Leitsatz (amtlich)

1. Vor Erhebung einer Klage muss der Rechtsanwalt prüfen, ob der ihm vorgetragene Sachverhalt geeignet ist, den vom Mandanten erstrebten Erfolg herbeizuführen, und durch geeignete Befragung des Mandanten rechtlich relevante Sachverhaltslücken aufklären.

2. Ist für den Rechtsanwalt erkennbar, dass ein zu erwartender Rechtsstreit mit sehr hoher Wahrscheinlichkeit für seinen Mandanten verloren gehen wird, so genügt er seiner Beratungspflicht nicht schon durch den Hinweis, dass ein Risiko bestehe und der Ausgang des Rechtsstreits offen sei.

3. Eine grundsätzlich bindende Weisung des Mandanten, Klage zu erheben, ist dann nicht maßgeblich, wenn der Mandant vom Rechtsanwalt über alle Folgen dieser Weisung nicht ordnungsgemäß aufgeklärt wurde.

 

Normenkette

BGB §§ 675, 611, 665, 280

 

Verfahrensgang

LG Duisburg (Aktenzeichen 2 O 171/10)

 

Tenor

1. Der Senat beabsichtigt, die Berufung gem. § 522 Abs. 2 ZPO im Beschlussverfahren zurückzuweisen. Der Kläger erhält Gelegenheit, zu den Gründen binnen einer Frist von zwei Wochen schriftsätzlich Stellung zu nehmen.

2. Der für den 31.5.2011 geplante Senatstermin entfällt.

Datensätze zum Zeigen auf Objekte
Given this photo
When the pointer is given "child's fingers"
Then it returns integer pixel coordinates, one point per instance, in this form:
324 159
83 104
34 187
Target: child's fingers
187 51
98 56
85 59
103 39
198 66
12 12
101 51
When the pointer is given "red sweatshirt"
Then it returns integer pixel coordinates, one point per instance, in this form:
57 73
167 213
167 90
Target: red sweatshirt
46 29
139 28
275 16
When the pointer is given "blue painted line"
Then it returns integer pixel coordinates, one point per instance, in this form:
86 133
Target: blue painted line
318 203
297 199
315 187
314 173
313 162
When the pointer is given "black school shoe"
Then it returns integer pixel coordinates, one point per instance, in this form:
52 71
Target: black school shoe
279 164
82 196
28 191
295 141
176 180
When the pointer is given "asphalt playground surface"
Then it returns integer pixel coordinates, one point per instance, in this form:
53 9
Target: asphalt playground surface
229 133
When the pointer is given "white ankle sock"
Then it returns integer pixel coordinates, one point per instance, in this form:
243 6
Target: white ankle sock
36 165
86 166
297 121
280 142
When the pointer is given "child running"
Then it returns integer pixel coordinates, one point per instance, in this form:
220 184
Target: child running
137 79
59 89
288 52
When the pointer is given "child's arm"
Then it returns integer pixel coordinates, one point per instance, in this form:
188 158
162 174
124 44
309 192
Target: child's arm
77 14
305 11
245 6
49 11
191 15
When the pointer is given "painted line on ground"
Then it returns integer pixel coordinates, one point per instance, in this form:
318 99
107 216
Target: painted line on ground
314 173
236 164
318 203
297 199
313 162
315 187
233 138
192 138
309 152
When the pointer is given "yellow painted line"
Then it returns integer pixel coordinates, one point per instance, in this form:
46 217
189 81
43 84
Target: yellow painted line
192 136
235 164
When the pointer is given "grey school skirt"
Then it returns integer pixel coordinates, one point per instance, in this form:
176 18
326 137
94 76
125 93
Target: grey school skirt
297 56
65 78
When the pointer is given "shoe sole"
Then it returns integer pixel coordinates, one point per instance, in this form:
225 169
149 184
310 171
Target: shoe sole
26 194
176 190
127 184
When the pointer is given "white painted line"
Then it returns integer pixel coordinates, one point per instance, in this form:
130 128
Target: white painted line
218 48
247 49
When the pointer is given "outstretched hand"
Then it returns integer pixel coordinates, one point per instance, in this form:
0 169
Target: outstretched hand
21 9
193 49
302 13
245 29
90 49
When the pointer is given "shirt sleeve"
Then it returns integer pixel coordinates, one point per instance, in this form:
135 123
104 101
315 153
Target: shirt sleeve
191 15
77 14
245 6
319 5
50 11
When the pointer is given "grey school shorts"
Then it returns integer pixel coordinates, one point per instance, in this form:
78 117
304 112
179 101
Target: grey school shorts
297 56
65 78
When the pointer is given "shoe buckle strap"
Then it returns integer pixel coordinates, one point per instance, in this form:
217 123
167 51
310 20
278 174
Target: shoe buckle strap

*Aufgabe 1*
Wie viel Zeit gibt der Beschluss zur anwaltlichen Beratungspflicht dem Kläger für eine schriftliche Stellungnahme zu den Gründen?
*Aufgabe 2*
Schreiben Sie den Beschluss zur anwaltlichen Beratungspflicht ab dem Satz über den entfallenden Senatstermin weiter.

*Lösung 1*
Der Kläger erhält eine Frist von zwei Wochen.

*Lösung 2*
Gründe

I. Das Rechtsmittel des Klägers hat keine Erfolgsaussicht, § 522 Abs. 2 Nr. 1 ZPO. Das LG hat die Klage zu Recht hinsichtlich eines Teilbetrags von 2.088,49 EUR abgewiesen. Die dagegen vorgebrachten Berufungsgründe rechtfertigen keine dem Kläger günstigere Entscheidung.

Dem Kläger steht kein über das vom LG i.H.v. 1.919,37 EUR zugesprochene Honorar hinausgehender Anspruch zu. Denn der Beklagte kann sich mit Erfolg auf Schadensersatzansprüche aus dem zwischen den Parteien geschlossenen anwaltlichen Geschäftsbesorgungsvertrag (§§ 611, 675 BGB) berufen, die gegenüber der Honorarforderung des Klägers i.H.v. 463,98 EUR aus dem Verfahren 1 O 246/09 LG Wuppertal einen Freistellungsanspruch begründen und in Höhe der erklärten Aufrechnung mit Forderungen von insgesamt 1.625,40 EUR zum Erlöschen seiner Honoraransprüche aus anderen Mandaten geführt haben.

1. Der Beklagte hat gegen den Kläger einen Schadensersatzanspruch gem. § 280 Abs. 1 BGB, weil die Kosten des Verfahrens 1 O 246/09 LG Wuppertal ihm aufgrund eines pflichtwidrigen Verhaltens des Klägers entstanden sind.

a) Der Kläger handelte objektiv pflichtwidrig, indem er es unterließ, dem Beklagten von der Erhebung der Klage im Verfahren 1 O 246/09 LG Wuppertal abzuraten.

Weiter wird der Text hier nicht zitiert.